• **WHAT NEEDS TO BE DONE**
Convert every line of the material below into a Markdown table with the columns Row and Line, skipping blank lines. Leave the pictures out.

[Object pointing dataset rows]
## START

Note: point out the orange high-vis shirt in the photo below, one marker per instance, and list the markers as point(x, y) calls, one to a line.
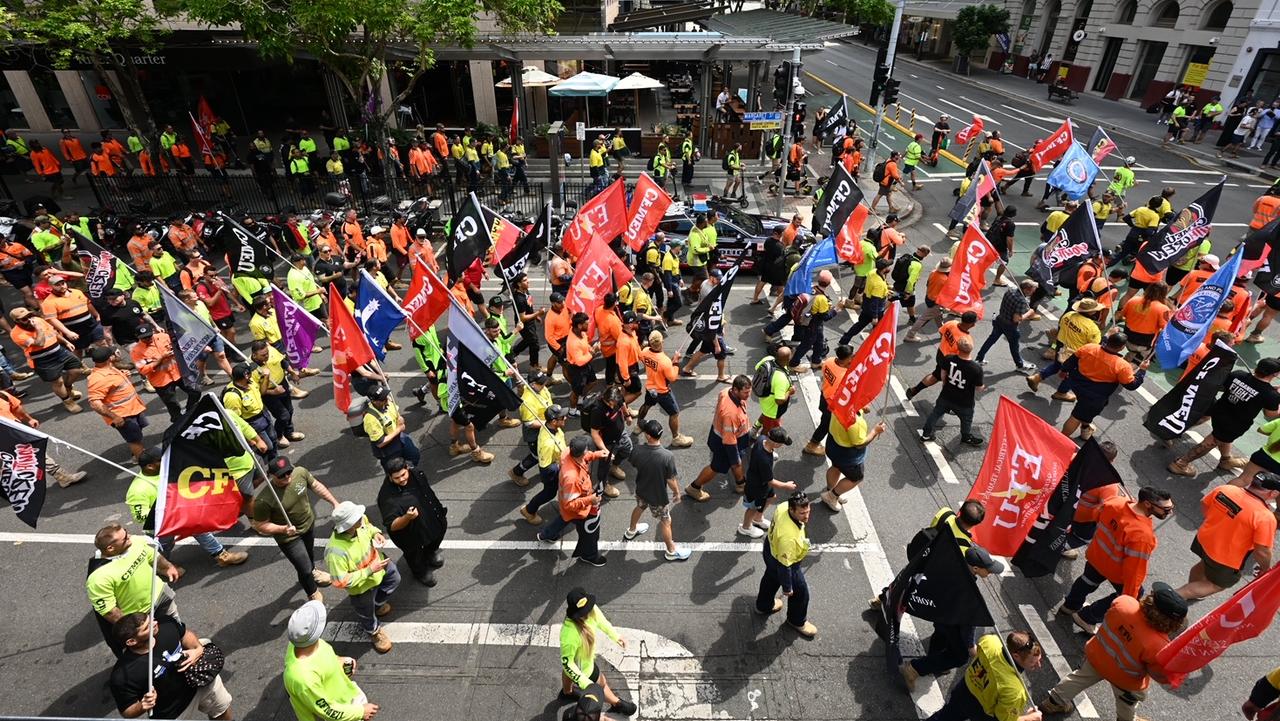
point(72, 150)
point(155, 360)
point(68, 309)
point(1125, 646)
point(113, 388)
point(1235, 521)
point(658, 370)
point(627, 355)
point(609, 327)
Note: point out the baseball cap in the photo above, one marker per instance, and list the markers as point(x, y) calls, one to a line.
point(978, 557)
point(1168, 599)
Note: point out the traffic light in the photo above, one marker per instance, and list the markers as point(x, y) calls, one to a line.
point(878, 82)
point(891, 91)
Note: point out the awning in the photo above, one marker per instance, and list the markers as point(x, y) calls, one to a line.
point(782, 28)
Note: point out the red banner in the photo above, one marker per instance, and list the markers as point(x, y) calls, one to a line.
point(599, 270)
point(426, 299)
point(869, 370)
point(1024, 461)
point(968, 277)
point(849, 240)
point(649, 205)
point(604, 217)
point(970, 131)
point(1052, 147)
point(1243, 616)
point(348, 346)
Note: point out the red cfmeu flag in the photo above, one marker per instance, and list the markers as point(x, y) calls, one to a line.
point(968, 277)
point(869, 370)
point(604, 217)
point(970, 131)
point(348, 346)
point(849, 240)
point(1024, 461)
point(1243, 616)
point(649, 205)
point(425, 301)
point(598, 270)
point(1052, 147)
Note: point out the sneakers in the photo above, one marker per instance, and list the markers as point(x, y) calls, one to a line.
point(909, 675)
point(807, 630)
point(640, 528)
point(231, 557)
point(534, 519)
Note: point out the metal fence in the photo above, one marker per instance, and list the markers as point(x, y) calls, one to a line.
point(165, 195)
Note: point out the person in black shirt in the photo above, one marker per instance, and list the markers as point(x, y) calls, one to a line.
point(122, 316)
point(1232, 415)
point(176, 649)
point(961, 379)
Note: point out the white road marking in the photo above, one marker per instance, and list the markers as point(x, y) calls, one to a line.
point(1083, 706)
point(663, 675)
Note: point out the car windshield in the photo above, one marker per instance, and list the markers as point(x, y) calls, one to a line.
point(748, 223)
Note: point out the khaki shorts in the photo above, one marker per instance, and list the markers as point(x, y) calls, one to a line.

## END

• **WRITTEN ANSWER**
| Row | Line |
|---|---|
| 1 | Note: point out the orange high-vis shirt in the photo below, one marker per instance, and list the markers as point(x, y) calls, one to a line. |
| 2 | point(72, 150) |
| 3 | point(155, 360) |
| 4 | point(68, 309) |
| 5 | point(1125, 646) |
| 6 | point(113, 388) |
| 7 | point(1235, 521) |
| 8 | point(658, 370) |
| 9 | point(627, 355) |
| 10 | point(609, 327) |
| 11 | Note: point out the baseball cap in the photo above, one marker per instance, and list the markers as point(x, y) calls, one to a line. |
| 12 | point(978, 557) |
| 13 | point(1168, 599) |
| 14 | Note: point out the traffic light in the photo above, one marker per instance, and list the markers as point(x, y) calls, one to a line. |
| 15 | point(878, 82) |
| 16 | point(891, 91) |
| 17 | Note: point out the awning in the photo above, one marker per instance, and list the markers as point(x, y) calls, one to a line. |
| 18 | point(782, 28) |
| 19 | Note: point out the red banner in the photo above, one marker per instance, and list the markers as point(x, y) calls, one to a line. |
| 20 | point(599, 270) |
| 21 | point(426, 299) |
| 22 | point(869, 370) |
| 23 | point(1024, 461) |
| 24 | point(968, 277) |
| 25 | point(849, 240) |
| 26 | point(649, 205) |
| 27 | point(604, 217) |
| 28 | point(970, 131) |
| 29 | point(1052, 147) |
| 30 | point(1243, 616) |
| 31 | point(348, 346) |
| 32 | Note: point out the red cfmeu flag in the photo above, one marker per instance, and list the markers as point(x, y) calls, one to a line. |
| 33 | point(968, 277) |
| 34 | point(869, 370) |
| 35 | point(604, 217) |
| 36 | point(970, 131) |
| 37 | point(348, 346) |
| 38 | point(849, 240) |
| 39 | point(1024, 461) |
| 40 | point(1243, 616) |
| 41 | point(649, 205) |
| 42 | point(425, 301) |
| 43 | point(598, 270) |
| 44 | point(1052, 147) |
| 45 | Note: point out the sneakers in the photo above, one marker per instance, and list the markers as point(x, y) calls, one to a line. |
| 46 | point(909, 675) |
| 47 | point(807, 630) |
| 48 | point(640, 528) |
| 49 | point(231, 557) |
| 50 | point(534, 519) |
| 51 | Note: point out the metal fence in the photo above, one marker per instance, and list the markers as point(x, y) calls, one to a line. |
| 52 | point(165, 195) |
| 53 | Note: point out the person in black shirt in the photo above, one marker per instance, and list the markers as point(x, y) calls, one to a line. |
| 54 | point(122, 316) |
| 55 | point(1232, 415) |
| 56 | point(176, 649) |
| 57 | point(961, 379) |
| 58 | Note: point out the white road marking in the photo above, one marker per instance, and list the markers as point(x, y) calls, one to a line. |
| 59 | point(1083, 706) |
| 60 | point(663, 675) |
| 61 | Note: point out the car windshield in the photo above, one marker per instance, and list the markers as point(x, y) calls, one to a line. |
| 62 | point(748, 223) |
| 63 | Note: point out the khaki shorts in the photo above, one marker per instance, and list the markers as point(x, y) calls, one to a line. |